Short task
Which lines in the items below contain the word "hair"? Pick out each one and copy it in full.

Task input
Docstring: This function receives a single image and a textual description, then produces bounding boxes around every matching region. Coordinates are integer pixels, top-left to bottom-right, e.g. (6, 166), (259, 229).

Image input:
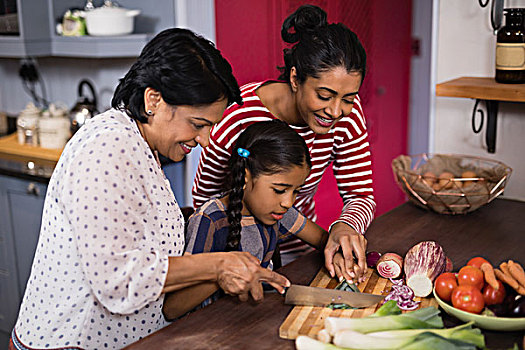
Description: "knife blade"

(284, 284), (385, 307)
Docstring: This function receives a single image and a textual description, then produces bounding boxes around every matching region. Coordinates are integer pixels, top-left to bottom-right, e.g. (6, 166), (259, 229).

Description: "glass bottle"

(496, 8), (525, 84)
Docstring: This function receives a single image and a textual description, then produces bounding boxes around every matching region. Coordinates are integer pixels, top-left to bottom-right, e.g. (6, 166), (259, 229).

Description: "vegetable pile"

(385, 280), (420, 310)
(434, 256), (525, 317)
(404, 241), (447, 297)
(367, 241), (452, 311)
(295, 300), (485, 350)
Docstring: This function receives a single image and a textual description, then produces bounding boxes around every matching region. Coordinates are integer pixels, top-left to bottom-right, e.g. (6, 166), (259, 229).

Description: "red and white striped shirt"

(192, 82), (376, 258)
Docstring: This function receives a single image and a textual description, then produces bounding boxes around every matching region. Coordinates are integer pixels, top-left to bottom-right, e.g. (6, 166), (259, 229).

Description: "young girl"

(192, 5), (376, 282)
(164, 120), (344, 318)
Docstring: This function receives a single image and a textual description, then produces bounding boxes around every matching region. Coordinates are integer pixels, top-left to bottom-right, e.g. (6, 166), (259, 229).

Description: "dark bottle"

(496, 8), (525, 84)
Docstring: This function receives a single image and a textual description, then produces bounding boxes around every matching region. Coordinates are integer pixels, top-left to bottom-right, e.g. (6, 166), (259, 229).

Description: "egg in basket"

(392, 153), (512, 214)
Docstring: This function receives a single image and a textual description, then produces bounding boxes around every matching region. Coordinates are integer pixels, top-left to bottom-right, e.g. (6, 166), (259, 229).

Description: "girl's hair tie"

(237, 147), (250, 158)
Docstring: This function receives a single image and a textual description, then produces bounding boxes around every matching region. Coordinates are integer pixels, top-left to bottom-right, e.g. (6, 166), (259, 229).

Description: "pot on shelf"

(86, 6), (140, 36)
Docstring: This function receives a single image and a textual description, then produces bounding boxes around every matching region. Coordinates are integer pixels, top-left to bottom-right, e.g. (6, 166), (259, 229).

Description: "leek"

(333, 322), (485, 350)
(295, 335), (342, 350)
(368, 300), (401, 317)
(324, 307), (443, 335)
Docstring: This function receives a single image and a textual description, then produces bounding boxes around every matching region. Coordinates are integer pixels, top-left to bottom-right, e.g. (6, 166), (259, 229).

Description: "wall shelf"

(51, 34), (152, 58)
(436, 77), (525, 153)
(436, 77), (525, 102)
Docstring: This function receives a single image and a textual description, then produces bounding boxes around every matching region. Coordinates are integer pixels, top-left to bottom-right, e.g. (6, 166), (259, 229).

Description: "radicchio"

(404, 241), (446, 297)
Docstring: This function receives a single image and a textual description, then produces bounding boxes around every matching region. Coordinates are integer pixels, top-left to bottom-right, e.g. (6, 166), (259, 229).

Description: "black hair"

(111, 28), (242, 123)
(279, 5), (366, 84)
(226, 119), (312, 251)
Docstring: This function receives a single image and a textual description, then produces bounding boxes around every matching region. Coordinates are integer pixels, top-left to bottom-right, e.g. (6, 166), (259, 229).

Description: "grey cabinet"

(0, 0), (179, 58)
(0, 176), (47, 338)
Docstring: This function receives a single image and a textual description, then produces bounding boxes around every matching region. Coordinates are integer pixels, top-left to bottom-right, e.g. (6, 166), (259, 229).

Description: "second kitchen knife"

(284, 284), (385, 307)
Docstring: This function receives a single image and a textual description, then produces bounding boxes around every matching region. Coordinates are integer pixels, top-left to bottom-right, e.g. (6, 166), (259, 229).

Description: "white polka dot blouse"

(13, 109), (184, 349)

Worked solution
Description: "girl's hair tie"
Description: "black hair"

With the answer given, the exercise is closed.